When confirming the transaction processing result, the transaction processing module 420 bundles a plurality of the transaction processing results as the block-chain block 700. Then, the transaction processing module 420 adds the block-chain block 700 to a data area 610 (to be described later) of the block-chain block storage file 600, and updates the block-chain metadata management table 800 (to be described later).

The block-chain metadata management module 430 is a module that is executed in response to a request from the data management program 300 or the like, and when the transaction ID or a block ID is received as input, a file ID (for example, a file path) or an offset of a corresponding transaction or block is output with reference to a block-chain metadata management table 800 (to be described later).

As shown in FIG. 5, the file system program 500 includes a read module 510, a write module 520, an extended attribute read module 530, an extended attribute write module 540, an access control module 550, and a retention monitoring module 560.

The read module 510 is a module that is executed in response to a read request issued by the block-chain program 400 or the like, and the read module 510 accesses the data area 610 of the file based on the file ID or the offset to read the data, and returns the data to an issuing source of the read request.

The write module 520 is a module that is executed in response to a write request issued by the block-chain program 400 or the like, and the write module 520 accesses the data area 610 of the file based on the file ID or the offset to write the data.

The extended attribute read module 530 is a module that is executed in response to an extended attribute read request issued by the data management program 300 or the like, and the extended attribute read module 530 accesses an extended attribute area 630 of the file based on the file ID to read the data, and returns the date to an issuing source of the extended attribute read request.

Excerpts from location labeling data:
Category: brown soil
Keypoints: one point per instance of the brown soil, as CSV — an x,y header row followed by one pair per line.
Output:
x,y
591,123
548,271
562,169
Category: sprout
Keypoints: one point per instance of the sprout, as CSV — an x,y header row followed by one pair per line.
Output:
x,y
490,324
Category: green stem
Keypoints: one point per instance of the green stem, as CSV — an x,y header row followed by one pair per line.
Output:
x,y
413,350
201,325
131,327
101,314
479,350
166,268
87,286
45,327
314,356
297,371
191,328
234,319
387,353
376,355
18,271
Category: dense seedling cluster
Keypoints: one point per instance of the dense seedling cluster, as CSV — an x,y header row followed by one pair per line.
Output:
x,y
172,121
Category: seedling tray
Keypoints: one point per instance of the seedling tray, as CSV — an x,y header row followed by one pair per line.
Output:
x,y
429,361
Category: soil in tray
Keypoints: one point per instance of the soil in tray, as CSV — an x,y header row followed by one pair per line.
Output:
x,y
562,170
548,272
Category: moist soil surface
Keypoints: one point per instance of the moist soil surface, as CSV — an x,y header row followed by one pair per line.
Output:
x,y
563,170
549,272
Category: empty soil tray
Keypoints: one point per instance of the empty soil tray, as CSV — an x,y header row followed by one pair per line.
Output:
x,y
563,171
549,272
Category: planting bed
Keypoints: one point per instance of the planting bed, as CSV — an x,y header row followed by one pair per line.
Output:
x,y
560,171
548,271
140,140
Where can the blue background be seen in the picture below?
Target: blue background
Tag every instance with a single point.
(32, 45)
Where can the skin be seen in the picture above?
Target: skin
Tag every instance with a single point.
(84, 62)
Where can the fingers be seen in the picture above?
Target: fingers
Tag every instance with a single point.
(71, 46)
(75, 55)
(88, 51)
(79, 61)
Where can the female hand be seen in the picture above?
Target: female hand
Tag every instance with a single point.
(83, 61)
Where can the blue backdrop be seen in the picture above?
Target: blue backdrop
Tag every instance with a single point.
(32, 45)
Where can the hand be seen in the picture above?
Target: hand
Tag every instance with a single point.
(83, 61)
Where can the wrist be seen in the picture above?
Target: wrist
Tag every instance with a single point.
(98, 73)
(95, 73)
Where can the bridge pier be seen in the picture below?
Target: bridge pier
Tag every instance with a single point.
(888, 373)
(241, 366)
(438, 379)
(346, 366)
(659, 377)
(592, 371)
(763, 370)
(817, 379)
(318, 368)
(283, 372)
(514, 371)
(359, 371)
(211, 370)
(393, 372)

## [What to do]
a) Repeat the part of the block-chain storage text between "The read module 510 is" and "the read request.", inclusive.
b) Update the records from the line holding "Where can the female" through their end by replacing each "Tag" with "Mark". Change nothing else and return only those lines.
The block-chain storage text and the records are separate material.

## [Answers for this exercise]
a)
The read module 510 is a module that is executed in response to a read request issued by the block-chain program 400 or the like, and the read module 510 accesses the data area 610 of the file based on the file ID or the offset to read the data, and returns the data to an issuing source of the read request.

b)
Where can the female hand be seen in the picture above?
Target: female hand
Mark every instance with a single point.
(83, 61)
Where can the blue backdrop be seen in the picture above?
Target: blue backdrop
Mark every instance with a single point.
(32, 45)
Where can the hand be seen in the picture above?
Target: hand
Mark every instance with a single point.
(83, 61)
Where can the wrist be seen in the picture above?
Target: wrist
Mark every instance with a single point.
(98, 73)
(95, 73)
Where can the bridge pier be seen in the picture below?
Target: bridge pier
Mark every instance with a single point.
(888, 373)
(241, 366)
(438, 379)
(346, 366)
(659, 377)
(592, 371)
(763, 370)
(817, 379)
(318, 368)
(283, 372)
(514, 371)
(359, 371)
(211, 370)
(393, 372)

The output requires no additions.